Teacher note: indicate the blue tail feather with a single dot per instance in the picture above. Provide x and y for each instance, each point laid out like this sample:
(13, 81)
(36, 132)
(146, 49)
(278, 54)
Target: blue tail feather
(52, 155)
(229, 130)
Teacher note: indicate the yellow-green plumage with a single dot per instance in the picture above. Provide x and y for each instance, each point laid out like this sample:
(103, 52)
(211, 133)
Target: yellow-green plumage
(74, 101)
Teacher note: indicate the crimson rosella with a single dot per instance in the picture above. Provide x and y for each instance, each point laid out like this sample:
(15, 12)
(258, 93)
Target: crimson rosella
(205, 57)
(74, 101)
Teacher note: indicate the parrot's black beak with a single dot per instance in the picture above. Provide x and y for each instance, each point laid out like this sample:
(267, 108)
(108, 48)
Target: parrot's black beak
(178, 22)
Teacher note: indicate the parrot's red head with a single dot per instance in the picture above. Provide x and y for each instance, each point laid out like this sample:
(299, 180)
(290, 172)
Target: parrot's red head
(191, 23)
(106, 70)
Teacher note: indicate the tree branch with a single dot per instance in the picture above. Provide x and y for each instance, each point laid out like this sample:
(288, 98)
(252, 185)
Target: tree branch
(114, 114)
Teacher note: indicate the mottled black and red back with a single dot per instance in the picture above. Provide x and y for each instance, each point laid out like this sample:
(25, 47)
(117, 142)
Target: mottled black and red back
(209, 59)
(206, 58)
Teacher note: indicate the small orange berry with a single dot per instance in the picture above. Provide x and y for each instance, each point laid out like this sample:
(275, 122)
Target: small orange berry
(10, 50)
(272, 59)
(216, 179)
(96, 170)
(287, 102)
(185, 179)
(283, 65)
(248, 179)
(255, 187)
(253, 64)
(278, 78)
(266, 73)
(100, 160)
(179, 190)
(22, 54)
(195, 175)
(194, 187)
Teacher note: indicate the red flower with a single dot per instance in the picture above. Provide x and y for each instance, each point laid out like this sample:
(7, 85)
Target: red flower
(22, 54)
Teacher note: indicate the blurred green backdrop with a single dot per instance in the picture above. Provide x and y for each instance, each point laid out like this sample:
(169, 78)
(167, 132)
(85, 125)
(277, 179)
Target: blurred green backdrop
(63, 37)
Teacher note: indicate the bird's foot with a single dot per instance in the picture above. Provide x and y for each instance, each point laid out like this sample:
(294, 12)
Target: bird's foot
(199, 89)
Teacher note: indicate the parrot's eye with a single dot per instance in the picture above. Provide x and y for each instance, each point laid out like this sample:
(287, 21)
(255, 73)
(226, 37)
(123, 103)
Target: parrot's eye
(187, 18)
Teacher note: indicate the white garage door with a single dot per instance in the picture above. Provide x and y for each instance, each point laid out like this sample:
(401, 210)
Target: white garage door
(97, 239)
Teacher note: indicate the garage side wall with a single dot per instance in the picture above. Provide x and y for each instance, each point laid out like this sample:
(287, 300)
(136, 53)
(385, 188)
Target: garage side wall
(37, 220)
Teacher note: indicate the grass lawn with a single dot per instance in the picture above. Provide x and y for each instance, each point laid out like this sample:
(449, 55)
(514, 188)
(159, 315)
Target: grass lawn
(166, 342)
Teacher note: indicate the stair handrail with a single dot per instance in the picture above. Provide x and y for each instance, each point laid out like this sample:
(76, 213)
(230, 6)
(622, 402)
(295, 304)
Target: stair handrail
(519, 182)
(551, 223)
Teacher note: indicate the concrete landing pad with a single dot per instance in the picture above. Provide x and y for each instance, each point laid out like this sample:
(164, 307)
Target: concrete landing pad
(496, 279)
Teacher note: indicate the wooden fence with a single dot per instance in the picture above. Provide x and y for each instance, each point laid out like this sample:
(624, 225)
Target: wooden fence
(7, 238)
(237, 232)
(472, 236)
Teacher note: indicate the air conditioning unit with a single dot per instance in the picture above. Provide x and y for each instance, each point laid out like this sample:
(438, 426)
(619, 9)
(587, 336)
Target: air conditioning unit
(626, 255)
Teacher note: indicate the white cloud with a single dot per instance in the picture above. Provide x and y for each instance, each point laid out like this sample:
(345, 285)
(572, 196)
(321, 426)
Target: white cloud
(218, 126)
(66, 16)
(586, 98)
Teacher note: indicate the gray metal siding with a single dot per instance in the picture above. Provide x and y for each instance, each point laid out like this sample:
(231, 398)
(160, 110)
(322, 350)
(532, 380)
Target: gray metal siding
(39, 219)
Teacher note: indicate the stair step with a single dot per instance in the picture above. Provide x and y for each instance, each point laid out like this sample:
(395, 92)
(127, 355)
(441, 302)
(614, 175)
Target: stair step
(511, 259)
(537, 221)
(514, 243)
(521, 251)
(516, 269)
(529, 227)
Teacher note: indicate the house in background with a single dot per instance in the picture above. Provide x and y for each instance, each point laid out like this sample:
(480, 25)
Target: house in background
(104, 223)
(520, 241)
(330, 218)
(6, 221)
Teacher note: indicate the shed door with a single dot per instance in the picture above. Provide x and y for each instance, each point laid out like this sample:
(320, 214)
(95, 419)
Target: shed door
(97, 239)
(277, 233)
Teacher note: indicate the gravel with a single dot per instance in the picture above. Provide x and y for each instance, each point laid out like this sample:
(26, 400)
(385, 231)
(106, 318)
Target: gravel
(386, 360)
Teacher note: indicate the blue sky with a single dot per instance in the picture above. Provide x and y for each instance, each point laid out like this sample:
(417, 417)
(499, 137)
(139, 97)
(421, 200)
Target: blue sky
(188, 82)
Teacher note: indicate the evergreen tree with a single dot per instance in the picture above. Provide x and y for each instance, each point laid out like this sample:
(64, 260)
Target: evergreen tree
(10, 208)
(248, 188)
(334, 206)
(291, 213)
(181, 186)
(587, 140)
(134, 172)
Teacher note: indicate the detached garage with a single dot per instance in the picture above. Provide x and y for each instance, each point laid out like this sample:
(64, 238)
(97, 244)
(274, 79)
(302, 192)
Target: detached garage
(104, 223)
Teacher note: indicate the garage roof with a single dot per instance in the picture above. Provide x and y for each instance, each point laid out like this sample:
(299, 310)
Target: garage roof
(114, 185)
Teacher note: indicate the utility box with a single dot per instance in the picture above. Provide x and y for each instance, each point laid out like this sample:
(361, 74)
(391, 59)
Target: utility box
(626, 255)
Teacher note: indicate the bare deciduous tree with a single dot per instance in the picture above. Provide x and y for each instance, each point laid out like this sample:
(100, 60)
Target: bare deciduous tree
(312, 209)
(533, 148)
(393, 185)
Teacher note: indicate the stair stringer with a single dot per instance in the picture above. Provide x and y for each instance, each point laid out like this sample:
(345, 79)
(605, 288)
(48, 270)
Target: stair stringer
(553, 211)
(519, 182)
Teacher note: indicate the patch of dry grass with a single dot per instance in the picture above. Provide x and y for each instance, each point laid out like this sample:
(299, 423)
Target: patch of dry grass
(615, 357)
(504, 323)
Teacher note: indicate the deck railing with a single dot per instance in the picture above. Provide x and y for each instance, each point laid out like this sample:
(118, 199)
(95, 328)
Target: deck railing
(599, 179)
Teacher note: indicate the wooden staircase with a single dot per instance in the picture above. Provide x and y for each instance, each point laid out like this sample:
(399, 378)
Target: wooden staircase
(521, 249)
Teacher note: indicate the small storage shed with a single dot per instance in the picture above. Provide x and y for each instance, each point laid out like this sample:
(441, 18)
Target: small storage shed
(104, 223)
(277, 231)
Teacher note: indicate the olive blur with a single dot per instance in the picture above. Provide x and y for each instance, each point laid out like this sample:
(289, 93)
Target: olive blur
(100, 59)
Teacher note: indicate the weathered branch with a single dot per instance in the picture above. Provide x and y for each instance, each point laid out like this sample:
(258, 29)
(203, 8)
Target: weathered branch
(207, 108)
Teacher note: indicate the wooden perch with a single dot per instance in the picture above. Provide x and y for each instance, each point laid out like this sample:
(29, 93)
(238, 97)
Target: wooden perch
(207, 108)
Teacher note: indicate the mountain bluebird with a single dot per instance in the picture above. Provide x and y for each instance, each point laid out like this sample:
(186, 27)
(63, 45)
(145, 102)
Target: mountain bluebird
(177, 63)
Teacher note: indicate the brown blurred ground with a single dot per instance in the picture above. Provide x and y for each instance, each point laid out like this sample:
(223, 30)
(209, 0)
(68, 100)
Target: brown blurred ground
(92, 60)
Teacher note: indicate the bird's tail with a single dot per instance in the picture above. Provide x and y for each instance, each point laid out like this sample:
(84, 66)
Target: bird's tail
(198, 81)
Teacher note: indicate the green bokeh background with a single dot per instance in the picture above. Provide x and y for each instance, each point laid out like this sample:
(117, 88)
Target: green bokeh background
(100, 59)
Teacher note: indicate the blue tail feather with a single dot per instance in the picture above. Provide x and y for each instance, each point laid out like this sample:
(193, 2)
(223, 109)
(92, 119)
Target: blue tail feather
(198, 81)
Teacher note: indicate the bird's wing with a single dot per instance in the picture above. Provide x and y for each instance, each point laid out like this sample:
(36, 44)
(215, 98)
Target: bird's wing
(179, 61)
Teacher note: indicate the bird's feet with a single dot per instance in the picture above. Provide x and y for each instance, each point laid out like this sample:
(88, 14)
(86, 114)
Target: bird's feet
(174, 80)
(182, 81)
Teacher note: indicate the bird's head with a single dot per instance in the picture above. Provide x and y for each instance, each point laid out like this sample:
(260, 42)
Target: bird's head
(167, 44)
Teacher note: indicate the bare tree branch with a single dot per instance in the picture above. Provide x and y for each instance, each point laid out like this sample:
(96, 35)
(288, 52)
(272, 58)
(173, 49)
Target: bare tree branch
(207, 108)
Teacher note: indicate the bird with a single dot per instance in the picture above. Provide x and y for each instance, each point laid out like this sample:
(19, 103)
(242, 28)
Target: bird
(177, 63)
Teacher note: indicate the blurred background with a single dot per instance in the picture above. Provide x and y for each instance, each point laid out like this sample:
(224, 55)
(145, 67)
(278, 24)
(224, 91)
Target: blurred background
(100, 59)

———

AIM: Write out exactly the lines starting with the one that holds "Teacher note: indicate the bird with" and running through the last line above.

SOLUTION BELOW:
Teacher note: indicate the bird with a single dot per instance in the picture above. Provide x and y for each instance, each point laid out like this sample:
(19, 103)
(242, 28)
Target: bird
(177, 63)
Teacher note: indicate the blurred background with a single dot per instance in the picture above. Provide x and y for each instance, each point laid out like this sample:
(224, 55)
(145, 67)
(278, 24)
(224, 91)
Target: blurred background
(100, 59)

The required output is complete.